[Stored data entries]
☆ ☆ ☆ ☆ ☆

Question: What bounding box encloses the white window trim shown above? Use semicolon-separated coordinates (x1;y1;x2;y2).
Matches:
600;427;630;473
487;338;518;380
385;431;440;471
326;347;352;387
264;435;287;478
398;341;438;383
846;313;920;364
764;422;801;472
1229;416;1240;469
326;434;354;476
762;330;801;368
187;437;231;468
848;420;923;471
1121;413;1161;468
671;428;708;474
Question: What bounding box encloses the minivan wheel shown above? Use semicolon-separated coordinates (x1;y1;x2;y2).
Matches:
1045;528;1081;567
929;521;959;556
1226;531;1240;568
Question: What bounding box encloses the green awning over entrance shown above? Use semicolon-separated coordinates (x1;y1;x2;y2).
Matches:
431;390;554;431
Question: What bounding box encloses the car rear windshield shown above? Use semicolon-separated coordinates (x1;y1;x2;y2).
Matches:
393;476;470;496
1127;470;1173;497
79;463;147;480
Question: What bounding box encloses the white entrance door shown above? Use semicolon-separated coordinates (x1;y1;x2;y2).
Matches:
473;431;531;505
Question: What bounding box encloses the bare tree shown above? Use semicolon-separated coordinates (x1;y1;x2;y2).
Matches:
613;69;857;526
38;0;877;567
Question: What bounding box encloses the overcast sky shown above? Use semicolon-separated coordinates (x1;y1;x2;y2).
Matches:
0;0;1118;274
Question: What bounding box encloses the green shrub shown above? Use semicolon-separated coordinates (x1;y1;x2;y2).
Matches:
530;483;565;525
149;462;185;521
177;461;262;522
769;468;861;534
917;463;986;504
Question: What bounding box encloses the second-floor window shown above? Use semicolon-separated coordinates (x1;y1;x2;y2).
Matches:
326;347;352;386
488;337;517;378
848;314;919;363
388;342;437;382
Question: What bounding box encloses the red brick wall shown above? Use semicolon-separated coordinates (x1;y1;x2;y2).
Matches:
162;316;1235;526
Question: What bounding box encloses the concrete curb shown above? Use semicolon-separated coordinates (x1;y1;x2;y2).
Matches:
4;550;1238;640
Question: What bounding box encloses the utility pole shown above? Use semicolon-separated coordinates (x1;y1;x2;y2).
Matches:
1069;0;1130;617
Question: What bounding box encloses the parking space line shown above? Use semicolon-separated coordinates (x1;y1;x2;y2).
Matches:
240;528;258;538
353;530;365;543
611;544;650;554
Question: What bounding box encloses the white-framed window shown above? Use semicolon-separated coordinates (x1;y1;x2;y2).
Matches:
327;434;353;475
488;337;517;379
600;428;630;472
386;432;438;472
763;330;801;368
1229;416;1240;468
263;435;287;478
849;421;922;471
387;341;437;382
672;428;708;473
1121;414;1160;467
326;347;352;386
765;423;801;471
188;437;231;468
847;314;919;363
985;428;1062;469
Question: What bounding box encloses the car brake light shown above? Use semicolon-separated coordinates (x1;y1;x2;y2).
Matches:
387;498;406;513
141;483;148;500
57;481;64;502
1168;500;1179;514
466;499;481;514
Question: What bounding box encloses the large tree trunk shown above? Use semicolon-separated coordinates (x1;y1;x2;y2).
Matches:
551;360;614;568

☆ ☆ ☆ ☆ ☆

## [Exercise]
The stretch of entries above that starts with the line containing "Question: What bounding box encloses the second-floor" and goes on through the line containing "Question: What bounding box encloses the white-framed" is to be transcribed exactly, and no other line is to be transcribed.

## [Output for this exercise]
Question: What bounding box encloses the second-floor window shown above? Use semicolon-separated coordinates (x1;y1;x2;y2).
Matches:
326;347;352;386
488;337;517;378
848;314;919;363
388;342;437;382
Question: What bounding box encloses the red brick wall shown above? Use semicolon-separated coordinates (x1;y1;x2;y2).
Matches:
162;316;1235;526
Question: What bounding box encloses the concrete curb shown above? Use semicolon-separated coordinates (x1;y1;x2;y2).
Matches:
4;550;1238;640
Question: What bounding box encloses the utility pole shown above? Use semicolon-separated coordinates (x1;y1;x2;y2).
Matches:
1069;0;1130;617
Question: What bounding box encloses the parking space line shown above? Use semicolon-separated coordinates (x1;y1;x2;y2).
Matches:
240;528;258;538
353;530;365;543
611;544;650;554
Question: What bounding box encloses the white-framed window shown above? Use semicolon-separated coordinates (x1;y1;x2;y2).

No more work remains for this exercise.